-------- Entries supplied --------
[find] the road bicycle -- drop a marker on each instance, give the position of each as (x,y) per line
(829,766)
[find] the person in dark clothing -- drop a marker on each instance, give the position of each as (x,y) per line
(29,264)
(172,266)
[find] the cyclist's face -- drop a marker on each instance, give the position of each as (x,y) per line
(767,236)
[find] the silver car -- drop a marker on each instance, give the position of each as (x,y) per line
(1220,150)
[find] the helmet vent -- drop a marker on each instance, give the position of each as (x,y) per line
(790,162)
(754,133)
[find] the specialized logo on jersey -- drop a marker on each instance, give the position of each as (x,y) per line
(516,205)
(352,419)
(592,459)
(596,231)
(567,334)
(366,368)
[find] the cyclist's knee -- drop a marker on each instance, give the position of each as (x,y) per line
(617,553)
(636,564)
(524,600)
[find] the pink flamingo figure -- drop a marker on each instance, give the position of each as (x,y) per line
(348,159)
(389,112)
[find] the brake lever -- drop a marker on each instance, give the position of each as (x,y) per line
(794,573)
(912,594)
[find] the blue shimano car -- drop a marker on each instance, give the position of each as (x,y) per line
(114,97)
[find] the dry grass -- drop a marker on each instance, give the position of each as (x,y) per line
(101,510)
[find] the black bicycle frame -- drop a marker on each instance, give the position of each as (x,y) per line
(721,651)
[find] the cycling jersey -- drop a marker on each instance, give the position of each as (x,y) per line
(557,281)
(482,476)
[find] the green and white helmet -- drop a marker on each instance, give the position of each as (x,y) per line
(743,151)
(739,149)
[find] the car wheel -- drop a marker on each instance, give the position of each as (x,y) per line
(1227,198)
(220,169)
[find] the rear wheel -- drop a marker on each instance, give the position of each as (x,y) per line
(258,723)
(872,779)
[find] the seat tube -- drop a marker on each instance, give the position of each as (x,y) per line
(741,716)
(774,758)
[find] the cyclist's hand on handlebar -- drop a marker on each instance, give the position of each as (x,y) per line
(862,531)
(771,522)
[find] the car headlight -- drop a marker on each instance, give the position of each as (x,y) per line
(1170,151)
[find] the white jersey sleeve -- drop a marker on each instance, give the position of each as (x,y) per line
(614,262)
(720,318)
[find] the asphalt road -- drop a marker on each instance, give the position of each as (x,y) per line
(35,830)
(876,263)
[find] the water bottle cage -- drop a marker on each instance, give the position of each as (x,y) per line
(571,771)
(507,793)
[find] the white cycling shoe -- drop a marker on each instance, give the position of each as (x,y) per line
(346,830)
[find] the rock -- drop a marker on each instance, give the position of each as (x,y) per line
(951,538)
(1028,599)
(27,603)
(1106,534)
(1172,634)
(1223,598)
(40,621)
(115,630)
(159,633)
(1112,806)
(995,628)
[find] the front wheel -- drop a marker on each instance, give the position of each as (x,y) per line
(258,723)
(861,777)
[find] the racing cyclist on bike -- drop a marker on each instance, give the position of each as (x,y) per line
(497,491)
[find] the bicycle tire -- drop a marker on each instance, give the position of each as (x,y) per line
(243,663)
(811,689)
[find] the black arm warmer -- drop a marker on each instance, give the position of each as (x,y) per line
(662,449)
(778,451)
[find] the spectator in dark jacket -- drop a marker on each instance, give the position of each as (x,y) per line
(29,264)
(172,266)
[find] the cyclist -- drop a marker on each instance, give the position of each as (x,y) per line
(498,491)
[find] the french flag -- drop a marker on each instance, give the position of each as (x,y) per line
--------
- _Your instructions_: Produce a verbatim copy of all the material.

- _Exercise answer_:
[find] the road bicycle -- drop a marker on each instance, give the position of each as (x,y) per line
(829,766)
[find] the person in dark clothing -- drop a marker on each instance, give the position of each as (x,y) per line
(29,264)
(172,266)
[find] the cyclist's face -- drop a marker on each instance, give the position of each as (x,y) per line
(767,236)
[find] the silver car -- drop a marker on each instance, give the position of each as (x,y) per line
(1220,150)
[find] the helmet vent -- drop a marker on each instance, give the position of each as (x,y) per line
(790,162)
(754,133)
[find] the specialized logo on jersey -- drop a marker on each instance, give the position of each as (x,y) per line
(516,205)
(352,419)
(592,459)
(596,231)
(567,334)
(366,368)
[find] the cyclist's knee -- drop a marker on each instance, give the position of each as (x,y) per line
(617,553)
(636,564)
(524,600)
[find] the pink flamingo figure -- drop a marker on each instance, give the position of each as (x,y) per line
(348,159)
(389,112)
[find] the brake lever -- drop a marker on each instance, give the position of each as (x,y) per line
(794,573)
(912,594)
[find] the blue shimano car -- drop a marker on each instance, give the position of each as (x,y) per line
(114,97)
[find] the dry grass -- drop a marker on each instance, give the position of each as (x,y) per line
(101,510)
[find] the black bicycle frame -- drop a marker on each instance, give the position of each as (x,y) per line
(721,651)
[find] the cycling jersey -- drop a marker on each instance, give the position of each as (x,y) per line
(557,281)
(482,476)
[find] the green and white helmet -- drop a marker on each instance, give the position of each as (x,y) per line
(743,151)
(739,149)
[find] the car wheel -- drop a marker on each instance, give the position of each as (x,y) per line
(1227,198)
(220,169)
[find] the rear wheel -- drop a marker on each instance, give the position of each as (x,y) per line
(258,723)
(872,779)
[find] the seat tube -- drop a marker on each instance, give the position of each as (x,y) per line
(741,716)
(774,758)
[find] the cyclist's hand on handlebar -- drop a marker on each instance, give the position of each as (x,y) per line
(862,531)
(771,522)
[find] the car headlight -- drop a marker on each instance, give the position of each as (x,y) per line
(1170,151)
[find] the white jersey sleeve -- drop a marker on each instance, give the position of each as (x,y) per line
(614,262)
(720,318)
[find] the asphalt road -- drop a marker on each instance, give the position of each as (x,y) per line
(35,830)
(876,263)
[find] the water bottle cage -- drop a marker on each instance, give the position of each as (x,y) per line
(571,771)
(507,793)
[find] the white cycling shoe -- drop a marker on each instance, give the position of each as (x,y) per line
(346,830)
[find] the rock -- drop a marker on each instance, give the position of each as (x,y) per line
(951,538)
(1028,599)
(27,603)
(1106,534)
(1172,634)
(1223,598)
(40,621)
(115,630)
(159,633)
(1112,806)
(995,628)
[find] the front wheel -- drop a marker on each instance, give the position of each as (x,y) per line
(258,723)
(861,777)
[find] the racing cyclist on bike -- drop a marker on each instance, give the position of each as (x,y) per line
(497,491)
[find] the bicycle tire -- drop a marker on each instance, give the position of each as (x,y) per line
(243,663)
(811,689)
[find] the black arm warmer -- drop a marker on each instance, give the position of each as (x,y) per line
(662,449)
(778,451)
[find] the spectator in dark jacket -- drop a marker on each instance, give the position of each as (x,y) per line
(29,264)
(172,266)
[find] the cyclist -- drop a marker on each instance, give the position of each as (x,y) per line
(498,491)
[find] the french flag -- drop a marker on each instance, give the position of each as (x,y) per line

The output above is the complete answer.